**PROBLEMA**
Devolva, sem nenhuma alteração, o trecho dos registros que começa na linha que contém "Find the brick" e termina na linha que contém "column 368, row 350", incluindo essas duas linhas.

**REGISTROS FORNECIDOS**

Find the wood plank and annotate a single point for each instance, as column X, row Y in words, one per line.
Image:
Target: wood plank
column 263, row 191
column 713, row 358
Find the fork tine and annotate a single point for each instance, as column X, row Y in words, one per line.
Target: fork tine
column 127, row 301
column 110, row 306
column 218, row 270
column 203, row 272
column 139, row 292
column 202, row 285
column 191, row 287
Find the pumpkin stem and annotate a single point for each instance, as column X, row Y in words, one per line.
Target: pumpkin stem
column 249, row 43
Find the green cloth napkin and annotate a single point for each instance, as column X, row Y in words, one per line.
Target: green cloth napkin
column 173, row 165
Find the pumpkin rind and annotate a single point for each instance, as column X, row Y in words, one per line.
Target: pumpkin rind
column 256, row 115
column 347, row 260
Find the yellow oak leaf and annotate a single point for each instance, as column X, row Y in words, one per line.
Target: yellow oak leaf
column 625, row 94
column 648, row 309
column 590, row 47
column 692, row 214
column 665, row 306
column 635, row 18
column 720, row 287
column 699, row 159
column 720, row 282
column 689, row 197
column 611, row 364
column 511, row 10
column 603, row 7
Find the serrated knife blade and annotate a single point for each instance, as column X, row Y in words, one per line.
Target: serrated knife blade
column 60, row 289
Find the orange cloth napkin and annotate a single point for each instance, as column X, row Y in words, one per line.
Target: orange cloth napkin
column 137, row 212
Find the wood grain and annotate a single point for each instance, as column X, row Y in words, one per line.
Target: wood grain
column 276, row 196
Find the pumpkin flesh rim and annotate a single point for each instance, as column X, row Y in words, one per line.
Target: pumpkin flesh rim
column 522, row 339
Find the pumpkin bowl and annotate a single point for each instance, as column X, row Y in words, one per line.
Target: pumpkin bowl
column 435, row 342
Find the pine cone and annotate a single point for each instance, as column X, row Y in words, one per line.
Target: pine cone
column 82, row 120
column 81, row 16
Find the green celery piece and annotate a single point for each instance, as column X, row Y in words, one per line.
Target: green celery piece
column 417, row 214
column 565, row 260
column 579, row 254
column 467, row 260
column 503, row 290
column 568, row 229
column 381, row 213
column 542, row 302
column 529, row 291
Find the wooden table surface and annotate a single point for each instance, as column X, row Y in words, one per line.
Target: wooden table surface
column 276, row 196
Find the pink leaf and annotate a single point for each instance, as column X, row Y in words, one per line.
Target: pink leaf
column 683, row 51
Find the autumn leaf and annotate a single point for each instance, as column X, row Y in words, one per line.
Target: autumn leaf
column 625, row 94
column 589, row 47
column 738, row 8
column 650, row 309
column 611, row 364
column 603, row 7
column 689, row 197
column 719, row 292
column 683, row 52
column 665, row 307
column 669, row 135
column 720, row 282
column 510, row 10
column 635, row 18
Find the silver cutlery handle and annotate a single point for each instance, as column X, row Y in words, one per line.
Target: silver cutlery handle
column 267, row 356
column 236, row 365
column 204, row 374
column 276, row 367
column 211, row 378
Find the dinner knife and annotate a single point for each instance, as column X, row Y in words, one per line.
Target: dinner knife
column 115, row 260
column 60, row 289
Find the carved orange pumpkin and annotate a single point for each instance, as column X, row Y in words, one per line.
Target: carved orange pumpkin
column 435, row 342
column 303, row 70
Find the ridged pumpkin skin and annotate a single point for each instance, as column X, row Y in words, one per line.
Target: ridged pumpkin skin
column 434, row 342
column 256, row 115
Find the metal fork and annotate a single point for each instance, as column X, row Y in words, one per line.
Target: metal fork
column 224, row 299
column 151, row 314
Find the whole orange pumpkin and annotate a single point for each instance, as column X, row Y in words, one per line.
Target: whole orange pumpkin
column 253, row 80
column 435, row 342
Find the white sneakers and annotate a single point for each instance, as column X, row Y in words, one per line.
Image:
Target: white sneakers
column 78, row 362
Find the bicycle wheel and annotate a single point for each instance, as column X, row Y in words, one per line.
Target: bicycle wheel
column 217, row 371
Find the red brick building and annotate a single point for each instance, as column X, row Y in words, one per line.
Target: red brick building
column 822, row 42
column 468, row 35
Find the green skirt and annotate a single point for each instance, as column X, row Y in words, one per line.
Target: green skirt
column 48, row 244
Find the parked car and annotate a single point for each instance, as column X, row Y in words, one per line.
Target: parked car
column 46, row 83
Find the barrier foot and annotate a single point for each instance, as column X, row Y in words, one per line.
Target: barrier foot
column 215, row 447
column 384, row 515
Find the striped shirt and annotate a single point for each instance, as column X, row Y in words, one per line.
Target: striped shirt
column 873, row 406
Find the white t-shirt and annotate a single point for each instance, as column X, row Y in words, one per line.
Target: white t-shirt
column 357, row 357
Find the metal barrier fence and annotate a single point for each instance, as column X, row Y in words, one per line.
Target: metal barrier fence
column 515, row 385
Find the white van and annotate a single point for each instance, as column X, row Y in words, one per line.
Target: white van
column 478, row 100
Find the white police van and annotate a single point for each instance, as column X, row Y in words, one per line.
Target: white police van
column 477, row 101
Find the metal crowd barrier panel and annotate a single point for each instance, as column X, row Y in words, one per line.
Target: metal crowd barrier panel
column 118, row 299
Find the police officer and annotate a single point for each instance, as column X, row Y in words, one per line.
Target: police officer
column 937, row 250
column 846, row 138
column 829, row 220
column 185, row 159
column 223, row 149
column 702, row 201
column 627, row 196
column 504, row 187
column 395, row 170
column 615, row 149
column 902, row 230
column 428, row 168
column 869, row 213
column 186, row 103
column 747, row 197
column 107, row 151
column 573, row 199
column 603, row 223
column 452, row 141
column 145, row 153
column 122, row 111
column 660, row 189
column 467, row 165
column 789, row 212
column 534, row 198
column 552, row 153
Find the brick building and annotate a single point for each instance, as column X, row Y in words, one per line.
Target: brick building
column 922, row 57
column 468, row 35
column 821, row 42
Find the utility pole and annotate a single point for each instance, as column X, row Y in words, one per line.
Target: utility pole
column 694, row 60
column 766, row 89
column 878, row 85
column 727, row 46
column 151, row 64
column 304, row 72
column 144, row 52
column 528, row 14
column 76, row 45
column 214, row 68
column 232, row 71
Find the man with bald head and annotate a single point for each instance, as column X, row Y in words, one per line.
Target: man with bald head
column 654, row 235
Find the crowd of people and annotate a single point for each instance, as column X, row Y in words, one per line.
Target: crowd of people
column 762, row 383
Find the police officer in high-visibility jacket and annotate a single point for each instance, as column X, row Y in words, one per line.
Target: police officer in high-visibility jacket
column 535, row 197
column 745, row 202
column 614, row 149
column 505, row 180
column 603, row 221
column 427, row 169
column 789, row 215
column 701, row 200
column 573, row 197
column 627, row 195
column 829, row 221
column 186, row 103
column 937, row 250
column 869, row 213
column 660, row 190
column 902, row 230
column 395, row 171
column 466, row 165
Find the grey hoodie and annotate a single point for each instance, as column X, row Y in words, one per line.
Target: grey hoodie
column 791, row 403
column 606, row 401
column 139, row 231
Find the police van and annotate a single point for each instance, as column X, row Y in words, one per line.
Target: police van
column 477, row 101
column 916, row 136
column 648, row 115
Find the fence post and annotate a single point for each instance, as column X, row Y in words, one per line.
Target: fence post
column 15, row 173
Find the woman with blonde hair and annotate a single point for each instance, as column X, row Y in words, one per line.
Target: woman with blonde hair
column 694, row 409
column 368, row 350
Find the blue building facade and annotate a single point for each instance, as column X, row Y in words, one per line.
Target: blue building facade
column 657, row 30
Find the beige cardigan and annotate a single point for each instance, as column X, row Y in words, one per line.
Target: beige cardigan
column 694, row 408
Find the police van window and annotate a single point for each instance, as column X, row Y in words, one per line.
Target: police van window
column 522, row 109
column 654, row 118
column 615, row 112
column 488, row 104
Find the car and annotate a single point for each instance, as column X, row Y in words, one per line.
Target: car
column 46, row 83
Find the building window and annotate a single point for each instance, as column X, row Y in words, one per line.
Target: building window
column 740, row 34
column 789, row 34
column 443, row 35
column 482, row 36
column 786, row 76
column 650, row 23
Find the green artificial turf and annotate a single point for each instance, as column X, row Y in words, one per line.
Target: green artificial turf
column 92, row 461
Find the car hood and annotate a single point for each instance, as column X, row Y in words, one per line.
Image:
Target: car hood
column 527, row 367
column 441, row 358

**SOLUÇÃO DO PROBLEMA**
Find the brick building and annotate a single point for each instance, as column X, row Y in words, one per line.
Target: brick building
column 922, row 57
column 468, row 35
column 821, row 42
Find the utility pole and annotate a single point for each instance, as column X, row Y in words, one per line.
Target: utility pole
column 694, row 60
column 766, row 89
column 878, row 85
column 727, row 46
column 151, row 64
column 304, row 72
column 144, row 52
column 528, row 14
column 76, row 45
column 214, row 68
column 232, row 71
Find the man with bald head and annotate a single point for each instance, as column X, row Y in words, one per line.
Target: man with bald head
column 654, row 235
Find the crowd of people and annotate a single point for each instance, as column X, row Y in words, one per line.
Target: crowd of people
column 762, row 383
Find the police officer in high-visibility jacket and annotate a single point for each instance, as column X, row Y in words, one per line.
Target: police officer in high-visibility jacket
column 535, row 197
column 745, row 202
column 614, row 149
column 505, row 180
column 603, row 221
column 427, row 169
column 789, row 215
column 701, row 200
column 573, row 197
column 627, row 195
column 829, row 221
column 186, row 103
column 937, row 250
column 869, row 213
column 660, row 190
column 902, row 230
column 395, row 171
column 466, row 165
Find the grey hoodie and annotate a single point for each instance, as column X, row Y in words, one per line.
Target: grey hoodie
column 791, row 403
column 606, row 401
column 139, row 231
Find the police van and annotate a single point for each instance, as column X, row Y in words, one per line.
Target: police van
column 477, row 101
column 916, row 136
column 648, row 115
Find the fence post and annotate a single point for each instance, as column X, row Y in words, one per line.
Target: fence post
column 15, row 173
Find the woman with blonde hair and annotate a single point for each instance, as column X, row Y in words, one per line.
Target: woman with blonde hair
column 694, row 409
column 368, row 350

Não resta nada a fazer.